== INFORMATION PROVIDED ==
* begin *

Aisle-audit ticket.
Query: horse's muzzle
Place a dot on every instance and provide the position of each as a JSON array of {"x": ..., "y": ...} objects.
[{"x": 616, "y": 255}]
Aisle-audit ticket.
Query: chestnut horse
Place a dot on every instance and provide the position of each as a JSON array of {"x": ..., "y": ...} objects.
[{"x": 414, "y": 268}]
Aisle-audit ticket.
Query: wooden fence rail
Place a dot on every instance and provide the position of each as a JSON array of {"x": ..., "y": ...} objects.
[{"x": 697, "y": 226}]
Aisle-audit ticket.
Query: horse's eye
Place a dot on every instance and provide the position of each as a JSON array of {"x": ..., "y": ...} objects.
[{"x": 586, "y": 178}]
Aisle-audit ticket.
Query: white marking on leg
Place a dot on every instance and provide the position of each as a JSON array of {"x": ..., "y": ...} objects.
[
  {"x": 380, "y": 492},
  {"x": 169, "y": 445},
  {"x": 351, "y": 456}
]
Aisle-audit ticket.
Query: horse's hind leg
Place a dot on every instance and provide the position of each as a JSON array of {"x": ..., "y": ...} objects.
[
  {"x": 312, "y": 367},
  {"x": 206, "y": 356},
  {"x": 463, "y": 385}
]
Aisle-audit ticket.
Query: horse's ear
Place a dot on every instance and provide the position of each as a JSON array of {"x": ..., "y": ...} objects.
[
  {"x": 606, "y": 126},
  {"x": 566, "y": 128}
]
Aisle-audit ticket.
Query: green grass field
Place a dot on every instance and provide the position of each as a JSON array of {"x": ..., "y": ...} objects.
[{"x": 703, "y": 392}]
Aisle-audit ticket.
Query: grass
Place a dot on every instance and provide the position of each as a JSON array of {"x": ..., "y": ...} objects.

* end *

== WHAT TO DO ==
Reproduce all of the records above, swapping every occurrence of "Place a dot" for "Put a marker" and leaving everything else unchanged.

== SOLUTION TO THE EXERCISE ==
Aisle-audit ticket.
Query: horse's muzzle
Put a marker on every instance and provide the position of each as a JSON array of {"x": ..., "y": ...} objects.
[{"x": 616, "y": 255}]
Aisle-audit ticket.
Query: chestnut horse
Put a marker on every instance and provide the position of each as a JSON array of {"x": ..., "y": ...} objects.
[{"x": 414, "y": 268}]
Aisle-audit ticket.
Query: wooden fence rail
Put a marker on every instance and provide the position of each as a JSON array of {"x": ..., "y": ...} objects.
[{"x": 697, "y": 226}]
Aisle-audit ticket.
Query: horse's eye
Put a marker on every instance and provide the position of each as a JSON array of {"x": ..., "y": ...} objects.
[{"x": 586, "y": 178}]
Aisle-audit ticket.
Query: white marking on leg
Put a marker on every instance and provide the position of each as a JSON array of {"x": ..., "y": ...} objects.
[
  {"x": 380, "y": 492},
  {"x": 169, "y": 445},
  {"x": 351, "y": 456}
]
Aisle-audit ticket.
Query: horse's hind leg
Put a marker on every instance and provide the position of each as a JSON array of {"x": ..., "y": ...} objects.
[
  {"x": 312, "y": 367},
  {"x": 206, "y": 356},
  {"x": 463, "y": 385}
]
Aisle-audit ticket.
Query: horse's ear
Put a marker on every instance and provide the position of each as a JSON array of {"x": ..., "y": ...} objects.
[
  {"x": 606, "y": 126},
  {"x": 566, "y": 128}
]
Aisle-audit ticket.
Query: green grass field
Put a marker on every instance and provide the position of each as a JSON array of {"x": ..., "y": ...} objects.
[{"x": 703, "y": 392}]
Aisle-audit ticket.
Query: grass
Put a marker on every instance and provide the position of each as a JSON array of {"x": ..., "y": ...} objects.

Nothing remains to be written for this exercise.